> **Supplied material**:
Start
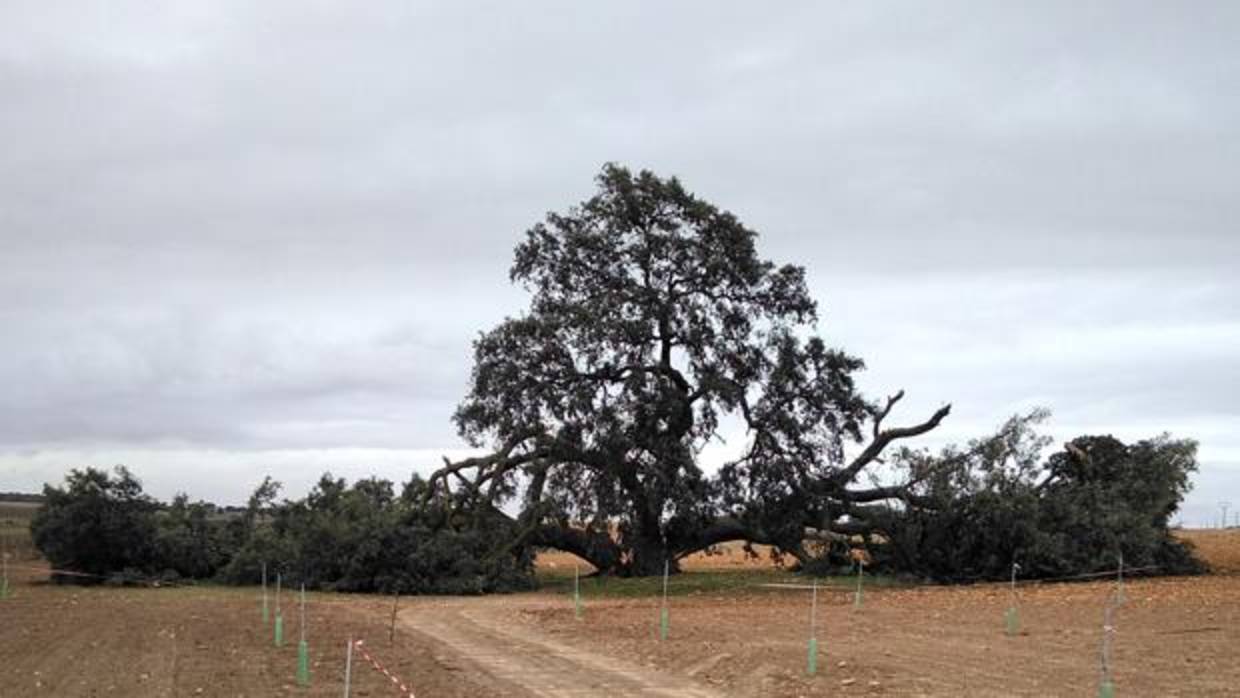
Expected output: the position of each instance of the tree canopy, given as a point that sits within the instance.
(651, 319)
End
Start
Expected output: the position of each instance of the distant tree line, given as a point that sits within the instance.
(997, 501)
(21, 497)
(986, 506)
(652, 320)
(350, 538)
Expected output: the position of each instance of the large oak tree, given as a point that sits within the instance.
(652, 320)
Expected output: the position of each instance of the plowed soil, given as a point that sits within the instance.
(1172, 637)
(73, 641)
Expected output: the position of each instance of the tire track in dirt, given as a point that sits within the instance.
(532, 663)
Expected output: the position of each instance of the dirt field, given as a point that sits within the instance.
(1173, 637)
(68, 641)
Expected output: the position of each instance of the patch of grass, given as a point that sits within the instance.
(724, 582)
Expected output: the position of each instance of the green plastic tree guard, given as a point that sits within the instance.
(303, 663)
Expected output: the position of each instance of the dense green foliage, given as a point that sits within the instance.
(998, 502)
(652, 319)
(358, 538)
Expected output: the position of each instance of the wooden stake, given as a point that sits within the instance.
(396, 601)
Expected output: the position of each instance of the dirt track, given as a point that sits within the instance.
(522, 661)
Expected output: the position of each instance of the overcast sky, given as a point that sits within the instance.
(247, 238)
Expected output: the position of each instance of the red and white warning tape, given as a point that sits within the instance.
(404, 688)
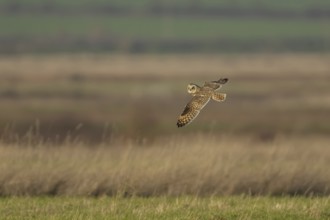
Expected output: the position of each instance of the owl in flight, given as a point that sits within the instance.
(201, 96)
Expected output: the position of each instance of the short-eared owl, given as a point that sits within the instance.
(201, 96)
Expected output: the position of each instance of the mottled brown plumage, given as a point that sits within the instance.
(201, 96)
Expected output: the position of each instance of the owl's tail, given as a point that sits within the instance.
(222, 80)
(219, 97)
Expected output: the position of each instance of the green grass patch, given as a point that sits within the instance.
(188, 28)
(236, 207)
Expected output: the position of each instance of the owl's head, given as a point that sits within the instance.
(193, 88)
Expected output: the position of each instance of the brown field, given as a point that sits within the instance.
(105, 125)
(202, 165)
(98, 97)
End
Start
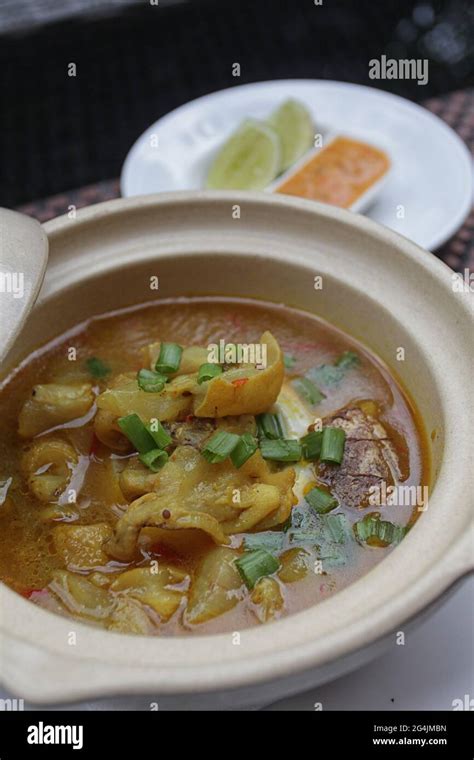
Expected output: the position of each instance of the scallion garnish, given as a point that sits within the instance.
End
How many lines in the records above contain the word "grass"? Reply with the number alone.

2